*** Stored data ***
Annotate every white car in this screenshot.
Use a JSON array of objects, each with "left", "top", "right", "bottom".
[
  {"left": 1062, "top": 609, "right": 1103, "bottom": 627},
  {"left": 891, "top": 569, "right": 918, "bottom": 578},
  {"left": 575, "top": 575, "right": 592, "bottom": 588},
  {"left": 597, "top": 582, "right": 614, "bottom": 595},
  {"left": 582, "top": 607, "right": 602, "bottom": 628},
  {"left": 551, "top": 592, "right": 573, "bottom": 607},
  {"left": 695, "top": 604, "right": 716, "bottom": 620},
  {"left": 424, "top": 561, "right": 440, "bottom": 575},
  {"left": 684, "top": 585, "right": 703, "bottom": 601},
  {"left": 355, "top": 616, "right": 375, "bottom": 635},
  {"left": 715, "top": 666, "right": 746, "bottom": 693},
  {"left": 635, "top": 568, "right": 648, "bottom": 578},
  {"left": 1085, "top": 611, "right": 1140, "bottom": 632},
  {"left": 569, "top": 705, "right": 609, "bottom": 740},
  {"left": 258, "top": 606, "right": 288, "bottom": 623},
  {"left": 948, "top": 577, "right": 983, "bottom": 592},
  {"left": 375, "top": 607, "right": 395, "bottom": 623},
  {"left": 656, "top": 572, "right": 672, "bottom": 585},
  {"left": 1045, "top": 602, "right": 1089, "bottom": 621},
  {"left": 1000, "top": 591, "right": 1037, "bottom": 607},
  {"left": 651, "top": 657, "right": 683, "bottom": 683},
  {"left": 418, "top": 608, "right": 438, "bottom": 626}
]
*** End of Stored data ***
What is expected
The records above must be retyped in full, exactly as written.

Answer box
Annotate every white car in this screenshot.
Use a JSON array of objects, each with "left", "top", "right", "bottom".
[
  {"left": 1062, "top": 609, "right": 1103, "bottom": 627},
  {"left": 891, "top": 569, "right": 918, "bottom": 578},
  {"left": 575, "top": 575, "right": 592, "bottom": 588},
  {"left": 597, "top": 582, "right": 614, "bottom": 595},
  {"left": 582, "top": 607, "right": 602, "bottom": 628},
  {"left": 551, "top": 592, "right": 573, "bottom": 607},
  {"left": 695, "top": 604, "right": 716, "bottom": 620},
  {"left": 424, "top": 561, "right": 440, "bottom": 575},
  {"left": 684, "top": 585, "right": 703, "bottom": 601},
  {"left": 355, "top": 616, "right": 375, "bottom": 635},
  {"left": 715, "top": 666, "right": 746, "bottom": 693},
  {"left": 635, "top": 568, "right": 648, "bottom": 578},
  {"left": 1085, "top": 611, "right": 1140, "bottom": 632},
  {"left": 569, "top": 705, "right": 609, "bottom": 740},
  {"left": 258, "top": 606, "right": 288, "bottom": 623},
  {"left": 948, "top": 577, "right": 983, "bottom": 592},
  {"left": 375, "top": 607, "right": 395, "bottom": 623},
  {"left": 656, "top": 572, "right": 672, "bottom": 585},
  {"left": 1045, "top": 602, "right": 1089, "bottom": 621},
  {"left": 1000, "top": 591, "right": 1037, "bottom": 607},
  {"left": 651, "top": 657, "right": 683, "bottom": 683},
  {"left": 418, "top": 608, "right": 438, "bottom": 626}
]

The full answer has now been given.